> Material for this task:

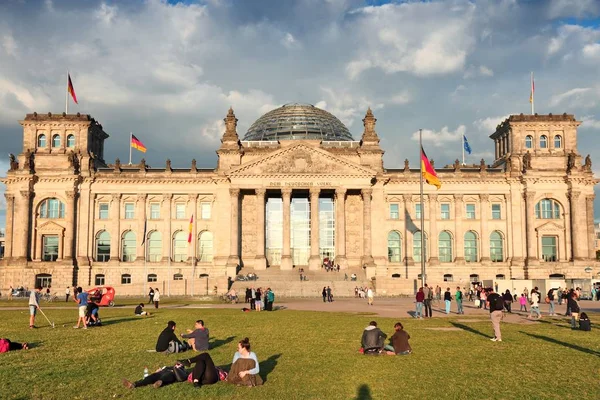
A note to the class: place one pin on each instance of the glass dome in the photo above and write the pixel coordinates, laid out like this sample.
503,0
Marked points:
298,121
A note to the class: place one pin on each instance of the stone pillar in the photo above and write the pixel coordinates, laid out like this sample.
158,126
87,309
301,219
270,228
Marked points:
460,235
115,227
167,237
484,206
260,261
8,244
70,229
286,257
367,255
340,228
314,262
234,236
433,233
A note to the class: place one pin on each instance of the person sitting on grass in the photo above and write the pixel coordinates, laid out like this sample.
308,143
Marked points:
244,368
6,345
168,341
139,310
372,340
399,342
163,376
198,338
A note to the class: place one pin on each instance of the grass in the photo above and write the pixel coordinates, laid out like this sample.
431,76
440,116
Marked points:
304,355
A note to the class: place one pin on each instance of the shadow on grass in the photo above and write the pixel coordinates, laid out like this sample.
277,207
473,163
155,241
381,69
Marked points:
469,329
220,342
267,366
565,344
363,393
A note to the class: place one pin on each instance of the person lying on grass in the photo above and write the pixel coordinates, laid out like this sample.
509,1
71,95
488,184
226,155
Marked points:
372,340
399,342
6,345
198,338
244,368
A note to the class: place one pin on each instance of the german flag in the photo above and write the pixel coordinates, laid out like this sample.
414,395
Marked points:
136,144
428,172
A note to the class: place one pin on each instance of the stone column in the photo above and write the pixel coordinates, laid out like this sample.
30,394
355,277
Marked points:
433,233
484,206
234,235
260,261
115,227
458,230
367,255
286,257
70,229
340,228
167,237
8,244
314,262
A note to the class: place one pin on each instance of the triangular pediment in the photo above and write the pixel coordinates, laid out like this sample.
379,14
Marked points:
301,159
550,226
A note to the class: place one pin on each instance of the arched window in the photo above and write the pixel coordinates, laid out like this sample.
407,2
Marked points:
180,246
71,141
205,247
417,246
56,141
557,141
103,246
42,140
445,247
547,209
496,247
470,247
128,247
394,250
99,279
52,208
154,246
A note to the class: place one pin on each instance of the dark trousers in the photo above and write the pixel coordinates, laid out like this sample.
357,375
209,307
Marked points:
167,376
204,370
427,306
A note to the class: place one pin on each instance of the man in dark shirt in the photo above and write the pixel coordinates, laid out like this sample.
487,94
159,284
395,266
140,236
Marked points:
166,337
496,305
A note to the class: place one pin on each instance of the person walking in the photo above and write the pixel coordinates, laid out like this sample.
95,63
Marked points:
156,298
447,300
458,296
496,305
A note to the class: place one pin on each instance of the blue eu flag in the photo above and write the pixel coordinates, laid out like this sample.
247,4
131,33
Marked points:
466,144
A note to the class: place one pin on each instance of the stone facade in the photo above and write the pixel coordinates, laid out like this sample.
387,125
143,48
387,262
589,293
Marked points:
75,218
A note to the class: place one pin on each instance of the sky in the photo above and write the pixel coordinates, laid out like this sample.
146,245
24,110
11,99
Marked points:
169,70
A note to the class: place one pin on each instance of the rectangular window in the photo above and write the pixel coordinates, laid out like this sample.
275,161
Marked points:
496,211
129,210
180,211
549,253
103,211
445,209
470,208
394,211
154,210
50,248
205,210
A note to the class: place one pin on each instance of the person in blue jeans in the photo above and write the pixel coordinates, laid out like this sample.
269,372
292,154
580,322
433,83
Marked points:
447,299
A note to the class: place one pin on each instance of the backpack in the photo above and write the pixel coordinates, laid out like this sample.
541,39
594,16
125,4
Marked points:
4,345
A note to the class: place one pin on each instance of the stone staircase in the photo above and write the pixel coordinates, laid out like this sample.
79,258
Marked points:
288,284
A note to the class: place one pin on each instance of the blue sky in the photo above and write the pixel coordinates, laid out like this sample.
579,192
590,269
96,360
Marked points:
168,71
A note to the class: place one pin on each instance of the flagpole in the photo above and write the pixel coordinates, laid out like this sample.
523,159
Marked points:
423,281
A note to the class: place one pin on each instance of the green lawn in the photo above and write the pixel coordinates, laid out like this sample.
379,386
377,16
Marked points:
304,355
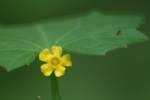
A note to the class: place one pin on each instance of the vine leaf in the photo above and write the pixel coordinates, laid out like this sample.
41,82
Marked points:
92,33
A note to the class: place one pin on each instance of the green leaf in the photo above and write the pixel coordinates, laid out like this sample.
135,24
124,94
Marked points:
92,33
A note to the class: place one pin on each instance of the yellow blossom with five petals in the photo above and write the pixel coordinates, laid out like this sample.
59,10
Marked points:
55,61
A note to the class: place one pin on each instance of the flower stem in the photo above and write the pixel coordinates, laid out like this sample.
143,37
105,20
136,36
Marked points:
55,88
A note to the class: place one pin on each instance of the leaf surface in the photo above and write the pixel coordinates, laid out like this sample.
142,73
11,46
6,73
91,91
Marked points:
92,33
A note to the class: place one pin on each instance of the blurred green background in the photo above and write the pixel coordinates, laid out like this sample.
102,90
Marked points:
122,74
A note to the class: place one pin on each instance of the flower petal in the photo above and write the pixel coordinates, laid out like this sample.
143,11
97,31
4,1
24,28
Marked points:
57,50
66,60
60,71
45,55
46,69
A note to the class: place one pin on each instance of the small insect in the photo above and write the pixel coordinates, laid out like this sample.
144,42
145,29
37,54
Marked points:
39,97
118,33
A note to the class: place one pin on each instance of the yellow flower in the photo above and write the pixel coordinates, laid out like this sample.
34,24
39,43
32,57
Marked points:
54,61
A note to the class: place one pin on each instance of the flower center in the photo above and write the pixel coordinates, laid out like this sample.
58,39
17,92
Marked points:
55,61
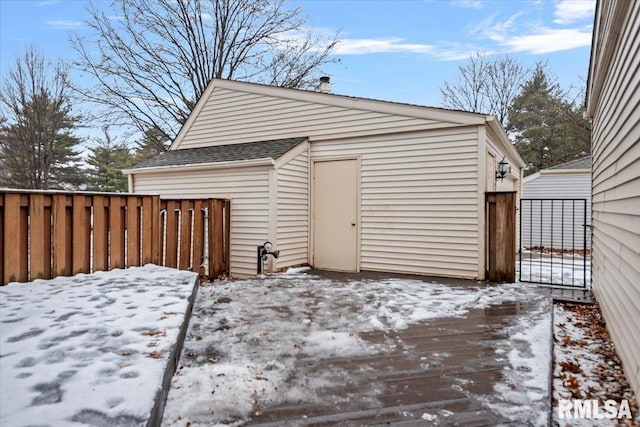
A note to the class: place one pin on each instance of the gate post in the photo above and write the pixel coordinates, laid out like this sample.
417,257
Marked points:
501,236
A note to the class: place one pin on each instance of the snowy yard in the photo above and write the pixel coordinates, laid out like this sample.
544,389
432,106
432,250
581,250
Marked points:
298,348
587,365
89,349
275,350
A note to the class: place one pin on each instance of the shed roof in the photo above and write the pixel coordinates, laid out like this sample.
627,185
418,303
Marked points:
583,163
271,149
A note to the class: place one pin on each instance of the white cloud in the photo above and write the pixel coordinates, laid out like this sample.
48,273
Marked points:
65,25
547,40
383,45
569,11
518,34
469,4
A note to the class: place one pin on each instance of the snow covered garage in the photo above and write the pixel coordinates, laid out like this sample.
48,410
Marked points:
338,182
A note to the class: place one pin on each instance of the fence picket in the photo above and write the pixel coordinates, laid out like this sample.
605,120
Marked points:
40,247
16,268
100,234
147,231
116,233
172,234
198,237
2,238
185,234
133,232
81,235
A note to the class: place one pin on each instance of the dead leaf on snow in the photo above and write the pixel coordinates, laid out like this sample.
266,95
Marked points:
155,333
155,354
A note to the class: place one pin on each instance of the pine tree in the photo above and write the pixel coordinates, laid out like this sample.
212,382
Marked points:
547,130
106,161
37,144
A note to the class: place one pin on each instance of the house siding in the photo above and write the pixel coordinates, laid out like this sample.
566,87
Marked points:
614,103
293,211
568,233
238,116
248,190
418,200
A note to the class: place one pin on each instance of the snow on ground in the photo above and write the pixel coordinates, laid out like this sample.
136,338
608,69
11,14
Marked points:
89,349
586,363
523,393
245,336
571,271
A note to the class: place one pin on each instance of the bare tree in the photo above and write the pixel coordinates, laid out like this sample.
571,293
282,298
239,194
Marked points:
37,145
154,58
486,86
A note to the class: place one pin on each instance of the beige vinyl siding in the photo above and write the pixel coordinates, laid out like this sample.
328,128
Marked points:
616,180
419,205
246,188
233,116
293,211
568,233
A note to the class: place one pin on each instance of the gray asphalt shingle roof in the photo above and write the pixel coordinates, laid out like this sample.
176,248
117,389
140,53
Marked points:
272,149
583,163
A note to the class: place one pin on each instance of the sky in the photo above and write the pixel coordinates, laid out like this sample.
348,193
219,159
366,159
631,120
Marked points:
399,51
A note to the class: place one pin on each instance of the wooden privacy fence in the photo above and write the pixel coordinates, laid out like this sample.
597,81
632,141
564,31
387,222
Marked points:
49,234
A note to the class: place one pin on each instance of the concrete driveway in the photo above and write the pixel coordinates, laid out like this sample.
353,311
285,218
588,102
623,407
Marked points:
318,348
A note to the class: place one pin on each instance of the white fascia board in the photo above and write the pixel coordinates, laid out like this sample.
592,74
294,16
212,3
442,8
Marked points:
564,171
197,166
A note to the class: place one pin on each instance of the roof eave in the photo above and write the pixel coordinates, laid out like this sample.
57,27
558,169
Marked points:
198,166
504,140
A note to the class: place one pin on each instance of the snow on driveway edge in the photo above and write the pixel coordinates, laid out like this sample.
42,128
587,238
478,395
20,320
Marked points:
157,412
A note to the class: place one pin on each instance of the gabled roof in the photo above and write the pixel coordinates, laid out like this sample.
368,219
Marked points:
448,117
583,163
272,149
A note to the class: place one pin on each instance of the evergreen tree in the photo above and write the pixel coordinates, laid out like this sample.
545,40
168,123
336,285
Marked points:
106,161
547,130
37,144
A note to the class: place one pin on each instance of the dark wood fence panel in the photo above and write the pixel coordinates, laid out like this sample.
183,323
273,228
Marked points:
49,234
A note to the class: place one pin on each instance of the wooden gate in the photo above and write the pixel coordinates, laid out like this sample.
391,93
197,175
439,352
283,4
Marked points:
501,236
45,234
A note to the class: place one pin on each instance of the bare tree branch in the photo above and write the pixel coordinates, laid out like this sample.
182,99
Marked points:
154,58
486,86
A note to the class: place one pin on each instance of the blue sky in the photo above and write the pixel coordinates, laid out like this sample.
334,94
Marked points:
395,50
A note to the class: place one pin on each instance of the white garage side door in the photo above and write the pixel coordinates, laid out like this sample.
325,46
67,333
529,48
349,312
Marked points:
335,205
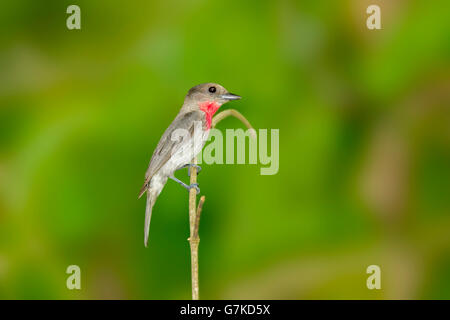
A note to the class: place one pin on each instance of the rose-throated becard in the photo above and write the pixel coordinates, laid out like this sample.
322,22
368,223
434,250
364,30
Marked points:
172,153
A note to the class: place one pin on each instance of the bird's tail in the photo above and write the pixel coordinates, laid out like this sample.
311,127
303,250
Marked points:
151,197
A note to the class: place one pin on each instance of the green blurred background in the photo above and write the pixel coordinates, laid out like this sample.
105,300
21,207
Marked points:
364,126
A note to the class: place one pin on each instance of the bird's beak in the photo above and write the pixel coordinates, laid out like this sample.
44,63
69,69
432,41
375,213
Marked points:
230,96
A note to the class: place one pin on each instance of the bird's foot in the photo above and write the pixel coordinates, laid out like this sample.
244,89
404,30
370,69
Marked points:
188,187
189,166
194,185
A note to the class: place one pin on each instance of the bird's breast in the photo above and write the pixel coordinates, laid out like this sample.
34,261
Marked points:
209,108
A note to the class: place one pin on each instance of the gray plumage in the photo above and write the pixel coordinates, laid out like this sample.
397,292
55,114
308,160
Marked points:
182,141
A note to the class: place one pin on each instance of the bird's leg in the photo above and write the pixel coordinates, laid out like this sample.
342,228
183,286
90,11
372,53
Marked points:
194,185
189,166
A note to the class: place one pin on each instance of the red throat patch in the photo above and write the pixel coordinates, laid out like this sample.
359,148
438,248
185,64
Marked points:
209,108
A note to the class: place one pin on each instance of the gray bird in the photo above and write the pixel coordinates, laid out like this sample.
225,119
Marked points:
182,141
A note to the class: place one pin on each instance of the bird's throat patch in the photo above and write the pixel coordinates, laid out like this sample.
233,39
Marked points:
209,108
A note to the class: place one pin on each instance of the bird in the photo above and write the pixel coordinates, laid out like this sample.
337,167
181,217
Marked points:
182,141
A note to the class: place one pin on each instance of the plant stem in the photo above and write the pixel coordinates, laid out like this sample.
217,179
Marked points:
195,212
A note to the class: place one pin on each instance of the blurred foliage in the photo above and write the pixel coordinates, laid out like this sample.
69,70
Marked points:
364,148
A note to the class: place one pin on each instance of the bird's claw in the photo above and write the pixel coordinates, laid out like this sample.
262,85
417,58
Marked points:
193,165
194,185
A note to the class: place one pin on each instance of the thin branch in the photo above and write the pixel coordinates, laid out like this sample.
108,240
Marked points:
193,239
194,211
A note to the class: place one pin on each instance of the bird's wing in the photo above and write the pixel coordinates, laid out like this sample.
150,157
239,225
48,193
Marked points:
167,147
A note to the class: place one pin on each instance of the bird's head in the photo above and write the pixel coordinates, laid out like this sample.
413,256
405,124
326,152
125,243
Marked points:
210,93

> Given problem: Locate the line with "the red throat" in the entries above; extract it and every line after it, verbatim.

> Full answer:
A note to the class: place one pin on each instance of the red throat patch in the photo above and write the pixel coordinates, laid out like this sample.
359,148
438,248
185,64
Marked points:
209,108
A note to the class: place one pin on each instance of the gray bird in the photo above and write the pixel coordinates, laid out like this sample.
225,119
Marked points:
182,141
A note to the class: place one pin on each instance of the bird's throat patch in the photo above and write the pixel coordinates, laid out like this sample.
233,39
Marked points:
209,108
A note to the class: place one pin on each instance of the bird in the photo above and write the pixel coordinates, laid out like this sample.
337,167
181,217
Marked points:
182,141
A note to the class: place one pin on each instance of the plant stem in the photo above and write the pixel coordinates, laid out like this sample.
217,179
Marked points:
195,212
A note to the class: place one pin on each instance of the blurred foliage in the photo above and write the pixel coordinates, laid out like this sample.
69,70
Marked points:
364,148
A note to the class: place one pin on each instance of the bird's claw in the photo above and write the pixel coordinates, laid out like this sample.
262,85
417,58
Marked points:
193,165
194,185
A note to the class: place one pin on each instance of the thin branch in the photo above and write the pixel coordinates, laid out like this sample.
108,240
Marked points:
193,239
194,211
A note to the class: place one pin on each instance of the bird's wing in the photo above and write the pixel coordinates, laid out like this sample.
150,157
239,225
48,193
Marked points:
167,147
A note to the class: place one pin on each instance of the bird's head in the photo above and write the pixel coordinates, laid out like this sample.
413,256
405,124
326,152
125,243
Marked points:
210,93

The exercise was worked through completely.